== Text ==

Subject: Objective Questions and Answers of MBA: Business Economics 13

Part 13: Objective questions and answers of Business Economics

 

Q1. Direct control refers to:

a) Trade and exchange controls

b) Interference with the operation of the market forces

c) Price and wage controls

d) All of these

 

Q2. According to the keynesian model, the optimal fiscal policy is to

a) Increase cyclical but not structural deficits during a recession

b) Reduce cyclical and structural deficits during a recession

c) Increase structural deficits during a recession

d) Maintain a balanced budget in case of national emergency

 

Q3. The structural deficit is the deficit that

a) Is composed by of non-discretionary spending by the federal government

b) Results from the economy being below is natural rate of output

c) Exists when output is at its natural rate of output

d) Results from temporary tax cuts

 

Q4. A fall in the price of a commodity leads to

a) A shift in demand

b) A fall in demand

c) A rise in the consumer's real income

d) A fall in the consumer's real income

 

Q5. The utility of a commodity is:

a) Its expected social value

b) The extent of its practical use

c) Its relative scarcity

d) The degree of its fashion

 

Q6. The real business cycle theory

a) Argues for active stabilization policy.

b) Argues for interventionist policies in response to recessions

c) Is in favor of a constant money growth rate rule for the money stock

d) Is an offshoot of monetarist theory

e) None of the above

 

Q7. In real business cycle models, business cycles are caused by _________________, while in new keynesian model business cycles are caused by _________________

a) Aggregate demand ; aggregate demand

b) Aggregate demand ; aggregate supply

c) Aggregate supply; aggregate demand

d) Fiscal policy ; monetary policy

 

Q8. Many economists who accept the real business cycle explanations of economic fluctuations

a) Believe that the sharpe rise in the relative price of imported oil was the central cause of the deep recession in the united states in the mid-1970s

b) Believe that the restrictive federal reserve monetary policy was the central cause of the deep recession in the united states in the mid-1970s

c) Believe that the sharpe rise in the relative price of imported oil was not the main cause of the deep recession in the united states in the mid-1970s

d) Both a and c

e) None of the above

 

Q9. Determination of price through interaction of demand and supply was introduced by:

a) Keynes

b) Marshall

c) Pigou

d) Walras

 

Q10. Factor intensity as it is used in economics, is primarily s:

a) Relative concept

b) Absolute concept

c) Abstract concept

d) Empirical concept

 

Q11. The traffic which maximizes a country's economic welfare is called

a) Discriminatory traffic

b) Protective traffic

c) Optimum traffic

d) Non-discriminatory traffic

 

Q12. The role of the progressive tax system as an autonomous fiscal stabilizer requires that the budget

a) Should require actual deficits be equal to zero on average

b) Should go into a surplus at appropriate points in the business cycle.

===

What you need to do:
Reproduce the business economics quiz word for word, starting at "b) Protective traffic" and ending at "the business cycle.". The entries are separate material and have no connection to the business economics quiz above.

== Supplied entries ==

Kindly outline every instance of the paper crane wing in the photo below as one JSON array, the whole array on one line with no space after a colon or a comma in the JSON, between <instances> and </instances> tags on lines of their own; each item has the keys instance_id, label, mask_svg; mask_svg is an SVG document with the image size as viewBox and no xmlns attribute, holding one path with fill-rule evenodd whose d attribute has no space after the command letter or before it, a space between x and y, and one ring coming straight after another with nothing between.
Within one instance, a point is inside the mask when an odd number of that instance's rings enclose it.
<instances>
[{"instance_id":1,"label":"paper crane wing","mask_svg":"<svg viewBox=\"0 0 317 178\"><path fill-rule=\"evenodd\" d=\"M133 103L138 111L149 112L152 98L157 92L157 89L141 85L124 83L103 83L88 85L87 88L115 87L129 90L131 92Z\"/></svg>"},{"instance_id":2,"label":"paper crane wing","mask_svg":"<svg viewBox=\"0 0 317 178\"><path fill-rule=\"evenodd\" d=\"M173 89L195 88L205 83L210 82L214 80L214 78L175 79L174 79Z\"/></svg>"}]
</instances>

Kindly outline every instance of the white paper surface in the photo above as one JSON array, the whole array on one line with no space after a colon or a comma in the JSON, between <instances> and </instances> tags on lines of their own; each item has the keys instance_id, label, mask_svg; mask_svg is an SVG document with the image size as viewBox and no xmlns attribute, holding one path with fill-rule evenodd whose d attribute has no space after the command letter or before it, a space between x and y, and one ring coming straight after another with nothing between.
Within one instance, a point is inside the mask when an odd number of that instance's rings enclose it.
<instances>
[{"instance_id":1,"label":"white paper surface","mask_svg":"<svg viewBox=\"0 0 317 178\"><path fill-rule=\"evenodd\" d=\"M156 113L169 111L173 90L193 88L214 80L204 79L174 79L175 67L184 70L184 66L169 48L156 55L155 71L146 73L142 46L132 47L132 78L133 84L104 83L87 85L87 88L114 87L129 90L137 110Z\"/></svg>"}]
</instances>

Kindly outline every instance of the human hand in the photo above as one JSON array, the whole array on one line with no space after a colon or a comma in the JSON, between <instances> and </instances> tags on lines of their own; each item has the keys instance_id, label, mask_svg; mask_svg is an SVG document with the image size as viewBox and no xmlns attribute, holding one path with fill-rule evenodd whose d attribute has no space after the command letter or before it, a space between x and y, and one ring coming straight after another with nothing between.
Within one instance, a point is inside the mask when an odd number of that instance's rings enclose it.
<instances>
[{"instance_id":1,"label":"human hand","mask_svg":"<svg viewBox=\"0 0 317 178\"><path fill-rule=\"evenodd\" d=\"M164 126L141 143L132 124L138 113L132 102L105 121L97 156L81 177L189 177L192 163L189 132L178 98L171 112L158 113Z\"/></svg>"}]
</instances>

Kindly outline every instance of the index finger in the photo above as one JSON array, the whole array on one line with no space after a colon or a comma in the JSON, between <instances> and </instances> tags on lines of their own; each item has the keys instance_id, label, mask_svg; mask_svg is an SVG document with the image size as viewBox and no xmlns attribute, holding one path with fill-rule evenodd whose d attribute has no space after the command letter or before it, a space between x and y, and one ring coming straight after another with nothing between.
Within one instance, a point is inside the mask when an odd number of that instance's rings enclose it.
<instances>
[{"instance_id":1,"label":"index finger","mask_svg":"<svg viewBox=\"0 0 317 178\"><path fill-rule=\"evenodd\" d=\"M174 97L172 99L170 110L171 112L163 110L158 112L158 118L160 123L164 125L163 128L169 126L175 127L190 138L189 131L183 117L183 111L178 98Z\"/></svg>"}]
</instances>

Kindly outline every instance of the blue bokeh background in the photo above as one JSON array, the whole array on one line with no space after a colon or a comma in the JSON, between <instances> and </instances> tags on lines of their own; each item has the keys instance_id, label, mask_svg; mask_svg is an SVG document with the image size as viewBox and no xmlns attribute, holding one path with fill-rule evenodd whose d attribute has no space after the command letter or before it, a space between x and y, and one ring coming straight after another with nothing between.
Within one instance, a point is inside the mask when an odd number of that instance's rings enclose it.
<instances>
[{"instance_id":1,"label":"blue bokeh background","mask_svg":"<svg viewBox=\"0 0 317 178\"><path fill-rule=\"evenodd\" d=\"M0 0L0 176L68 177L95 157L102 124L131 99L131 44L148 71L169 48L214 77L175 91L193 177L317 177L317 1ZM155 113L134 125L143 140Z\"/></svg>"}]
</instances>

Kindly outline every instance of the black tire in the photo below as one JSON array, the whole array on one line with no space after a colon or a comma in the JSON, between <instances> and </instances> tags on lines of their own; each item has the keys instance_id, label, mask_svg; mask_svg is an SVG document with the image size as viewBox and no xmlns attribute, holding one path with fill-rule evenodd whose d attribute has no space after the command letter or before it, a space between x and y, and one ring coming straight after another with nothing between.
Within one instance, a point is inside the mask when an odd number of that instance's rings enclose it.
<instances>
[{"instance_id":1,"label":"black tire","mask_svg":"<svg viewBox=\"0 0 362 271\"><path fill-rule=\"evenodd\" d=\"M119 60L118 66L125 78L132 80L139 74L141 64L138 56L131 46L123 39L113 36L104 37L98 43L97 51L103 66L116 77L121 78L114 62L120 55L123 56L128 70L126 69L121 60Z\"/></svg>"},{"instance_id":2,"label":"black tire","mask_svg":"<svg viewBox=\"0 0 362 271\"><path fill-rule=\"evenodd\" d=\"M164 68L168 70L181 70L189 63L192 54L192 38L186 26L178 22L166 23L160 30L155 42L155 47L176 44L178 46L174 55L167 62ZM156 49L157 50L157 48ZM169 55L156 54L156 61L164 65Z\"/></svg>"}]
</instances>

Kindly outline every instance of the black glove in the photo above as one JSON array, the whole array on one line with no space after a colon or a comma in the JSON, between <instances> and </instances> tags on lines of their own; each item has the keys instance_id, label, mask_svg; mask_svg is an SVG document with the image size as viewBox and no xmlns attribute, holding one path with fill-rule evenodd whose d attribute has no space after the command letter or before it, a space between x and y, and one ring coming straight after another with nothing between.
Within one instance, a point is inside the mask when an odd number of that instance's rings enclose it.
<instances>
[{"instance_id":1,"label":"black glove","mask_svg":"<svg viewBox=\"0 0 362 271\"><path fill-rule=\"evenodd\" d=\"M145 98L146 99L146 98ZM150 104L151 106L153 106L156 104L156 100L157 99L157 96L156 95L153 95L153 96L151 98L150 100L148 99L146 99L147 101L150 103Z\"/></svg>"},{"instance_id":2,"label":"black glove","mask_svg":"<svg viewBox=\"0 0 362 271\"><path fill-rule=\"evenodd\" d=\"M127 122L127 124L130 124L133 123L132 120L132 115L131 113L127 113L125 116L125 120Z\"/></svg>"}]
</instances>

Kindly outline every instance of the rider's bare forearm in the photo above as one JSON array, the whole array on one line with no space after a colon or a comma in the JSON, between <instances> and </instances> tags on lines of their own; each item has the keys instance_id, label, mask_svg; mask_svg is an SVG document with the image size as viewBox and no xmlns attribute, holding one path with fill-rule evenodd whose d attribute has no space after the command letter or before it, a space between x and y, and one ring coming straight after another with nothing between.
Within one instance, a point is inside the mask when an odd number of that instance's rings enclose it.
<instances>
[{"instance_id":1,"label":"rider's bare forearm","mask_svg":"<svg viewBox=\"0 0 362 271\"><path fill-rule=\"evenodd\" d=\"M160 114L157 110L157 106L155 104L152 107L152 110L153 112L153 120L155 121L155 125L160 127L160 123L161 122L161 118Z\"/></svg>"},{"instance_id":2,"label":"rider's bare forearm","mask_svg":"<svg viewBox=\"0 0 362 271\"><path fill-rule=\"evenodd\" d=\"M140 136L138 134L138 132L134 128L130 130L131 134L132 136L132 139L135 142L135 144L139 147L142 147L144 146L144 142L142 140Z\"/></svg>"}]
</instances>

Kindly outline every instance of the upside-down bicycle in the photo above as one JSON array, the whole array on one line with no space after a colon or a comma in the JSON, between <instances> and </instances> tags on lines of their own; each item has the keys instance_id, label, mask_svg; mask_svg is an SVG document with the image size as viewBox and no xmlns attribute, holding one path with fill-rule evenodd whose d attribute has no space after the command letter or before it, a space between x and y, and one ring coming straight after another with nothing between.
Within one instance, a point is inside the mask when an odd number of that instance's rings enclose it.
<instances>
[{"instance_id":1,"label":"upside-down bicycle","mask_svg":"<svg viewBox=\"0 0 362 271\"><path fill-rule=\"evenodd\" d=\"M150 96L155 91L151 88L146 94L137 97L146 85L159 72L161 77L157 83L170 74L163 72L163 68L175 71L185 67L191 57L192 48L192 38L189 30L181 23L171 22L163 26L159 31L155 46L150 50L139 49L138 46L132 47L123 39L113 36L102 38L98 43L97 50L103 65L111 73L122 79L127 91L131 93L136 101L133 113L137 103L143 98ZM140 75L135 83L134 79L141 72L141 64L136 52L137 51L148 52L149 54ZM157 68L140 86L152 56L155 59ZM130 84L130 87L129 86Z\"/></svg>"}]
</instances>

===

The response:
b) Protective traffic

c) Optimum traffic

d) Non-discriminatory traffic

 

Q12. The role of the progressive tax system as an autonomous fiscal stabilizer requires that the budget

a) Should require actual deficits be equal to zero on average

b) Should go into a surplus at appropriate points in the business cycle.